Instruksi Tugas A: Salin bagian artikel tentang Marapu mulai dari "GRUP musik reggae, Marapu, baru" sampai dengan "dari sudut  lain.", kedua batas itu ikut disalin.
Instruksi Tugas B: Terjemahkan kalimat berikut dari artikel tentang Marapu ke dalam bahasa Inggris: "Grup yang sudah lima tahun mewarnai perkembangan musik di Bali ini lebih memilih untuk membawakan lagu yang mengangkat isu budaya, sosial, politik, juga kemanusiaan."
Instruksi Tugas C: Tulis lanjutan artikel tentang album reggae Marapu, dimulai setelah kalimat terakhir yang tercantum.

Teks Kutipan:
Reggae dari Sudut Lain ala Marapu

Marapu2
Personel Marapu minus pemain keyboard, bersama manajer dan produser.

GRUP musik reggae, Marapu, baru saja merampungkan album ke-4 berjudul “Don’t Be Fooled”. Menandai peluncuran album ini, mereka akam tampil khusus di Deus , Café, Canggu, Minggu (8/4) malam. Ada banyak hal menarik dari album yang memuat 13 lagu ini. Selain direkam secara live untuk menghasilkan sound ala rekaman era piringan hitam di tahun 60-an, Marapu membawakan lagu dengan 5 bahasa, mulai dari bahasa Indonesia, Inggris, Bali, Sumba, dan Papua. Lain dari itu, lewat album ini pula mereka ingin menghadirkan lagu reggae dari sudut  lain.

“Kami mencoba menghadirkan roots reggae dan reggae revival yang dikombinasikan dengan budaya lokal. Itu alasan mengapa kami membawakan lagu Papua, lagu Bali Cening Putri Ayu dan lagu Sumba dalam irama reggae. Lagu-lagu ini notasinya asli budaya lokal yang diwariskan oleh  nenek moyang kita,” ujar Yanto Pekabanda,  vokalis Marapu kepada wartawan di Denpasar, Jumat (6/4).

Begitu pula Marapu mencoba menghadirkan reggae dari sudut lain, tidak melulu identik hanya dengan nuansa pantai, party, juga tema cinta bahkan cinta yang universal. Grup yang sudah lima tahun mewarnai perkembangan musik di Bali ini lebih memilih untuk membawakan lagu yang mengangkat isu budaya, sosial, politik, juga kemanusiaan. Sudut lain reggae itu juga ditunjukkan dari nuansa gelap, dominan hitam pada kemasan album yang dirilis dalam format CD audio. Tak ada nuansa warna warni khas rasta umumnya.

Cuplikan Data:

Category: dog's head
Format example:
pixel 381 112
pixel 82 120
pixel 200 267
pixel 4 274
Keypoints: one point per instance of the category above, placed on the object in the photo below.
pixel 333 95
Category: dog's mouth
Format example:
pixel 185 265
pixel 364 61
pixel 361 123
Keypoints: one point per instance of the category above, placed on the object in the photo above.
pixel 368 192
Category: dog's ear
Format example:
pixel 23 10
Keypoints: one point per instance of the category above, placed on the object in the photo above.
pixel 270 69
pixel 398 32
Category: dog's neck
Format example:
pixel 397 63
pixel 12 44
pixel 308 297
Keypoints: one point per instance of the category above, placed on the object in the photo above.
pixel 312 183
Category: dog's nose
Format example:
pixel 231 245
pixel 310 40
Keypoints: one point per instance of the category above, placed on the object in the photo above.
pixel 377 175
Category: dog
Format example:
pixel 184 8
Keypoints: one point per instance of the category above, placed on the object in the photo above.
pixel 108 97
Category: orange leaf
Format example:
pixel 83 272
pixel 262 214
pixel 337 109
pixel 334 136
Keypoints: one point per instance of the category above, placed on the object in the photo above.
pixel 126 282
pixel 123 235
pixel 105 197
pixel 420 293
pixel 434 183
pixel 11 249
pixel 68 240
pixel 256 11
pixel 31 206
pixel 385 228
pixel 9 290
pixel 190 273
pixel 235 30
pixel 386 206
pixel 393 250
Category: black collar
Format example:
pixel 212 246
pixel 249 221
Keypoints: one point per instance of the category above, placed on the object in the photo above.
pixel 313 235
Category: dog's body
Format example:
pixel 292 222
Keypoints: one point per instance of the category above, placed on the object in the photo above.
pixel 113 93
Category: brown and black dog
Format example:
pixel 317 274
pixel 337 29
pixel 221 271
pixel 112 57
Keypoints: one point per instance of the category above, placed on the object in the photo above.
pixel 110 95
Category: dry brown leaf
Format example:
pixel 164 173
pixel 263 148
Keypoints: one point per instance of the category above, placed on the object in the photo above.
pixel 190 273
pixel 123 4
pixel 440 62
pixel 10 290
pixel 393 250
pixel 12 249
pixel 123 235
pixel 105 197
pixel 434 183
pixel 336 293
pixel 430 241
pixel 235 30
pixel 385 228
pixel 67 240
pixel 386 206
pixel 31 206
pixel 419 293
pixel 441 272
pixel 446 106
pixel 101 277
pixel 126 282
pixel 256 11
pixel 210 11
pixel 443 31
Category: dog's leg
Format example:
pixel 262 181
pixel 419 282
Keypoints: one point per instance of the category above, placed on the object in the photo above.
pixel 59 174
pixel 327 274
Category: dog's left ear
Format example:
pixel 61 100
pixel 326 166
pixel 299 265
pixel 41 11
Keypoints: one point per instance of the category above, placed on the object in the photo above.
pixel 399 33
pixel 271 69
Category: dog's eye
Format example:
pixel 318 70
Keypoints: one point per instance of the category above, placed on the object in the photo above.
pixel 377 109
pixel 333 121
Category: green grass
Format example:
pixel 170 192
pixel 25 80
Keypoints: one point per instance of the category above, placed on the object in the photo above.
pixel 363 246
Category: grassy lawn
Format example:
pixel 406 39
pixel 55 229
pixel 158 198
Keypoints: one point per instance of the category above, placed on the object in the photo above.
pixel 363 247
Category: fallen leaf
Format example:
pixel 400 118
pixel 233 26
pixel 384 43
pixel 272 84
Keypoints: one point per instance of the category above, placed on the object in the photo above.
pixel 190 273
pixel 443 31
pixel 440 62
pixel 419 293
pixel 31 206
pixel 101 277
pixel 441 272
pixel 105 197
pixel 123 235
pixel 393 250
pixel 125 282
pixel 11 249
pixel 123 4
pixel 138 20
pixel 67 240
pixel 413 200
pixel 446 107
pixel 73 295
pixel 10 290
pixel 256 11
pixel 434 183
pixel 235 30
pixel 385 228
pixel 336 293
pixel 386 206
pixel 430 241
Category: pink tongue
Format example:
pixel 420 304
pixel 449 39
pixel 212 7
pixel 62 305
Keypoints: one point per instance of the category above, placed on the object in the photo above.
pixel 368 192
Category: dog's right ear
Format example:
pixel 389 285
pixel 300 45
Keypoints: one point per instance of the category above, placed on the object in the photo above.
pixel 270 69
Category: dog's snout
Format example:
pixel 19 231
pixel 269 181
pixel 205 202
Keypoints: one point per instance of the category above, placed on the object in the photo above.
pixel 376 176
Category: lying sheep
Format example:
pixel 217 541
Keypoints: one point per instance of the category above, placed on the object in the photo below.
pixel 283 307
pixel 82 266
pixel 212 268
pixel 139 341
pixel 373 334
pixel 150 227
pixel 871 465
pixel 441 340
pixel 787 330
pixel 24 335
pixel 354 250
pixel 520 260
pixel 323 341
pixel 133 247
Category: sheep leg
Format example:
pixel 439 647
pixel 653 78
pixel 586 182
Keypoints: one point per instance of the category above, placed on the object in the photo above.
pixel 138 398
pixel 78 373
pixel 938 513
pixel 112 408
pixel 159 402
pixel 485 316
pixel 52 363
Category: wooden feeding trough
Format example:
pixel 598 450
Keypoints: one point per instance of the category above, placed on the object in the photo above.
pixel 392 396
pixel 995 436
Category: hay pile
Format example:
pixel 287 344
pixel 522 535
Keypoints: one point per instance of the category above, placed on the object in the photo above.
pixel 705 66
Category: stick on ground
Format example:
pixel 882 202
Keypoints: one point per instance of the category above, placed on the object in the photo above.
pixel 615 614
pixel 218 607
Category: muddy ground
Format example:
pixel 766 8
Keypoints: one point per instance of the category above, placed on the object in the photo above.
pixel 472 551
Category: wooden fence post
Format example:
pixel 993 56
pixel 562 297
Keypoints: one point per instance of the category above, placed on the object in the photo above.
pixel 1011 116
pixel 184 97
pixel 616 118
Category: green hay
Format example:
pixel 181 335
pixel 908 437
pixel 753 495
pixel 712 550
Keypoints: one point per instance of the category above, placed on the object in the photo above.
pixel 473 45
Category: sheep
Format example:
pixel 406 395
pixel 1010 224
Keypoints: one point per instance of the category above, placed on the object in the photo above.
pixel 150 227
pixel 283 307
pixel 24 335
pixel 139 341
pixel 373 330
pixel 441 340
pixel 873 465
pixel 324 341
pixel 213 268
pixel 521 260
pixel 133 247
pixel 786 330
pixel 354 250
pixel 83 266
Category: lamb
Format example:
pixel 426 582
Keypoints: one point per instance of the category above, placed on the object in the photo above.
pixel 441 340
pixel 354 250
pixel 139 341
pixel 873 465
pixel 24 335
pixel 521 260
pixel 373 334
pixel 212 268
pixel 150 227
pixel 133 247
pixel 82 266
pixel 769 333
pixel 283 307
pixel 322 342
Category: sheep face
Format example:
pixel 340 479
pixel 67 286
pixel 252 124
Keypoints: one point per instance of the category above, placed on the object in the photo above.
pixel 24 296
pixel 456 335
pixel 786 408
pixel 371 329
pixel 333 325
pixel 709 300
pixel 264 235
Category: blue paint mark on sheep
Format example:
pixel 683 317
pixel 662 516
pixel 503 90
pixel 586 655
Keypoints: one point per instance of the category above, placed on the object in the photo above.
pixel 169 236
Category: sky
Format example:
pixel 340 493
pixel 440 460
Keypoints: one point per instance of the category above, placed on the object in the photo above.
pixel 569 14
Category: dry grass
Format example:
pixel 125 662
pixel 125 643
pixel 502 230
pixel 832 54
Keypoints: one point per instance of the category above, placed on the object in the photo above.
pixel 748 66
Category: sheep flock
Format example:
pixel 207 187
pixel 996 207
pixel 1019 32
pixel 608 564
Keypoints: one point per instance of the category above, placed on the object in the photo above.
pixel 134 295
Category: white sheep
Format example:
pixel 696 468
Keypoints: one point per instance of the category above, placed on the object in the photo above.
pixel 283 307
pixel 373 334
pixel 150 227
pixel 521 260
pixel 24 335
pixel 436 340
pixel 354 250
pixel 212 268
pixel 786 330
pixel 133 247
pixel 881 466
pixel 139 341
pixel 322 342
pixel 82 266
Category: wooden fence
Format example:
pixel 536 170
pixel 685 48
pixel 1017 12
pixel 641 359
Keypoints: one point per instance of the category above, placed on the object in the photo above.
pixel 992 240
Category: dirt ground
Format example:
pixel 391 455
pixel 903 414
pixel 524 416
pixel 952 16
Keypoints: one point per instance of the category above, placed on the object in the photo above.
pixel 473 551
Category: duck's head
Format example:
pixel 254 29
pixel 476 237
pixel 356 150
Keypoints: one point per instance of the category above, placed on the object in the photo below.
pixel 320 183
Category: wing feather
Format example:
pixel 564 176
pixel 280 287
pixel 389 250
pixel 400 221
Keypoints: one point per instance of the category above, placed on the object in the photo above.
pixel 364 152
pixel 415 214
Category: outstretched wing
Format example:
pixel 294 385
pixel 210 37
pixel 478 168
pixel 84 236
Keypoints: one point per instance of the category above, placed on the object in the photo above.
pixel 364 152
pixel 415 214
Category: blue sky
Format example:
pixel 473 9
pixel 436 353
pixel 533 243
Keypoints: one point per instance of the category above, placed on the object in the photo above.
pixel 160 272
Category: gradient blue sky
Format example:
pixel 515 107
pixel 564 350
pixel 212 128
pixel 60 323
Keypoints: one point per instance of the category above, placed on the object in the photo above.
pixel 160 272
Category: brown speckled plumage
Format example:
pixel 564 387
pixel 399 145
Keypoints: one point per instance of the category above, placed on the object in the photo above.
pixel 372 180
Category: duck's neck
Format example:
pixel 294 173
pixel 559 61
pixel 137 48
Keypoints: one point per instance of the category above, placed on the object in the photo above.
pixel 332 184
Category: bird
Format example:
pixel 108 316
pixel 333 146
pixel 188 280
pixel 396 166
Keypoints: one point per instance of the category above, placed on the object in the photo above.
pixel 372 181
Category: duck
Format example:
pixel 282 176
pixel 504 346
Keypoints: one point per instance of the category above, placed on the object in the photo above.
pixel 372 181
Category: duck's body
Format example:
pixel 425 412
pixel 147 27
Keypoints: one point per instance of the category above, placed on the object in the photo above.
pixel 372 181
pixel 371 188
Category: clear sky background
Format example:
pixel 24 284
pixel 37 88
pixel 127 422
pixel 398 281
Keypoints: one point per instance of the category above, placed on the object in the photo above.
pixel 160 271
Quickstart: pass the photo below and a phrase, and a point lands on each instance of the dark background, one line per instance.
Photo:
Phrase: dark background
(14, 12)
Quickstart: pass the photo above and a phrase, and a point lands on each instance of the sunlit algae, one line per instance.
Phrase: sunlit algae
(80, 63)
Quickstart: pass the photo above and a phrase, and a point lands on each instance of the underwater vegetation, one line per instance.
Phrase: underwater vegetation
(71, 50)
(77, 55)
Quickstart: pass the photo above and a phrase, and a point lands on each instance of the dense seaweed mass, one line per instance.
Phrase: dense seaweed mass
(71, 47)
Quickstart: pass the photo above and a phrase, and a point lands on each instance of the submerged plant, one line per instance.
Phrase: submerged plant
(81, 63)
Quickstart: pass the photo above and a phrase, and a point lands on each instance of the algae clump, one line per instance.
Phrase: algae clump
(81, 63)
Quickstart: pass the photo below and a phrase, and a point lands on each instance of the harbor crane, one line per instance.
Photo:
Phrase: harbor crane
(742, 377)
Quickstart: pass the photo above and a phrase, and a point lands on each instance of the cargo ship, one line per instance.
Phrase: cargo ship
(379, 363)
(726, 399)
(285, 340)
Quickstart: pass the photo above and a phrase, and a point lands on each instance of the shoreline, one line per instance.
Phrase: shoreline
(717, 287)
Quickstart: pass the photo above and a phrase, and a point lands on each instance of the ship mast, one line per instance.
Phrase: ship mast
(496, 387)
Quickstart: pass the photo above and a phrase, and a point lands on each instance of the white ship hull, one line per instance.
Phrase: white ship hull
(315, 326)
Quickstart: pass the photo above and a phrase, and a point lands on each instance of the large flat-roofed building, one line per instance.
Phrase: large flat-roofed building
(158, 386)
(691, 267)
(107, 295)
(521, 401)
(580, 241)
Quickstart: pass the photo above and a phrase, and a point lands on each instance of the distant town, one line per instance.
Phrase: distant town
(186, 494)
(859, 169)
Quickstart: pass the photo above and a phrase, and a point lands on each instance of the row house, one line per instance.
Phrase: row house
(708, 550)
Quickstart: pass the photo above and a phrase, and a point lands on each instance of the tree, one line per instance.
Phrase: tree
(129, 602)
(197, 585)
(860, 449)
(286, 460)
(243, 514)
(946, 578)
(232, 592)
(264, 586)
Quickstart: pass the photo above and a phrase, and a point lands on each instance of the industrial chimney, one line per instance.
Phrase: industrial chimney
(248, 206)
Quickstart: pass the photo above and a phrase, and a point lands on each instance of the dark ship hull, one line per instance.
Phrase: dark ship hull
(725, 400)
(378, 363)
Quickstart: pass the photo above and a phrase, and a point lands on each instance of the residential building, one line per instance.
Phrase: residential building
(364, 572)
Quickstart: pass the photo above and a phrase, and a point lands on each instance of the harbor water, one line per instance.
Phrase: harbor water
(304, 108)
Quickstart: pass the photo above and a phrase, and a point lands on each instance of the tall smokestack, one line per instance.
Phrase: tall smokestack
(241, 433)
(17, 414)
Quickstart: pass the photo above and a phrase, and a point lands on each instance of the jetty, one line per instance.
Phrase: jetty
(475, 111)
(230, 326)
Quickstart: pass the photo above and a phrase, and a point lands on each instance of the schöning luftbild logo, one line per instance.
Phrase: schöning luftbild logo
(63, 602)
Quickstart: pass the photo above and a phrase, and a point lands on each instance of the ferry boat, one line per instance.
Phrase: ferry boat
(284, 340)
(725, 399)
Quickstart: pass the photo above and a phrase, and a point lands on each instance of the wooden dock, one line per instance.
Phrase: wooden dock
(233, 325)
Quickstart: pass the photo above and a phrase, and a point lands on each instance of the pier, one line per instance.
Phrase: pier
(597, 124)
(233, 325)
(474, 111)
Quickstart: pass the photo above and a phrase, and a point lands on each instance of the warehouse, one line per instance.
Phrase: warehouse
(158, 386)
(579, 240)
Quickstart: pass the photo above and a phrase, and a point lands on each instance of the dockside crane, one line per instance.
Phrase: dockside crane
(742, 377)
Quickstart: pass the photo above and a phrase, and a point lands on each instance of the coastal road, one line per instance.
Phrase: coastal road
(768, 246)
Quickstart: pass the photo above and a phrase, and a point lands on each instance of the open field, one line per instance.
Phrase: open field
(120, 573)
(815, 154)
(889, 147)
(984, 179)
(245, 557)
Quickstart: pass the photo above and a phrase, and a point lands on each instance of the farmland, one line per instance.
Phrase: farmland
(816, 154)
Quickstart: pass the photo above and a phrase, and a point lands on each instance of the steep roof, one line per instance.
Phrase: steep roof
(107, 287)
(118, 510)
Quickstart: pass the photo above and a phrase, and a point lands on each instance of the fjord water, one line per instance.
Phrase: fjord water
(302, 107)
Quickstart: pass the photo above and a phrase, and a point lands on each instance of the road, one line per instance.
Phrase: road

Jawaban Akhir A:
GRUP musik reggae, Marapu, baru saja merampungkan album ke-4 berjudul “Don’t Be Fooled”. Menandai peluncuran album ini, mereka akam tampil khusus di Deus , Café, Canggu, Minggu (8/4) malam. Ada banyak hal menarik dari album yang memuat 13 lagu ini. Selain direkam secara live untuk menghasilkan sound ala rekaman era piringan hitam di tahun 60-an, Marapu membawakan lagu dengan 5 bahasa, mulai dari bahasa Indonesia, Inggris, Bali, Sumba, dan Papua. Lain dari itu, lewat album ini pula mereka ingin menghadirkan lagu reggae dari sudut  lain.

Jawaban Akhir B: This group, which has been coloring the development of music in Bali for five years, prefers to perform songs that raise cultural, social, political, and humanitarian issues.

Jawaban Akhir C:
Dari 13 lagu di album “Don’t  be Fooled” ada lima lagu lama dari tiga album terdahulu Marapu yang direkam ulang. “Mungkin banyak yang bertanya-tanya, seperti apa tiga album kami sebelumnya, mengapa sepertinya tidak terdengar atau tak begitu dikenal, kami sangat memaklumi. Tiga album sebelumnya yang dikerjakan saat kami masih berada di Jogja memang kami garap dengan penuh keterbatasan, beredarnya juga kebanyakan jual langsung dari tangan ke tangan. Jauh berbeda dengan album ke-4 sekarang yang digarap dengan perencanaan dan manajemen yang lebih baik, juga dukungan kuat pada beberapa segi dari berbagai pihak. Bagi kami 17 tahun yang sudah dilewati Marapu dalam berkarya adalah proses menuju kematangan,” jelas Yanto.

Menurut Arno Mariani, manajer Marapu,  rekaman fisik album “Don’t Be Fooled” memang baru dicetak hanya 1.000 keping, namun tak tertutup kemungkinan nanti akan dicetak lagi jika permintaan masih banyak. “Namun demikian sebetulnya fokus kami adalah penjualan lagu secara digital melalui online store. Hampir semua, sekitar 88 toko musik online akan memasarkan album ini mulai 13 April mendatang. Termasuk di antaranya iTunes, Spotify, Amazon Music, Napster. Satu single berjudul Politicians sudah mulai dijual online sejak 9 Maret lalu. Sedangkan tiga album Marapu terdahulu juga sudah tersedia secara online sejak Oktober tahun lalu,” paparnya.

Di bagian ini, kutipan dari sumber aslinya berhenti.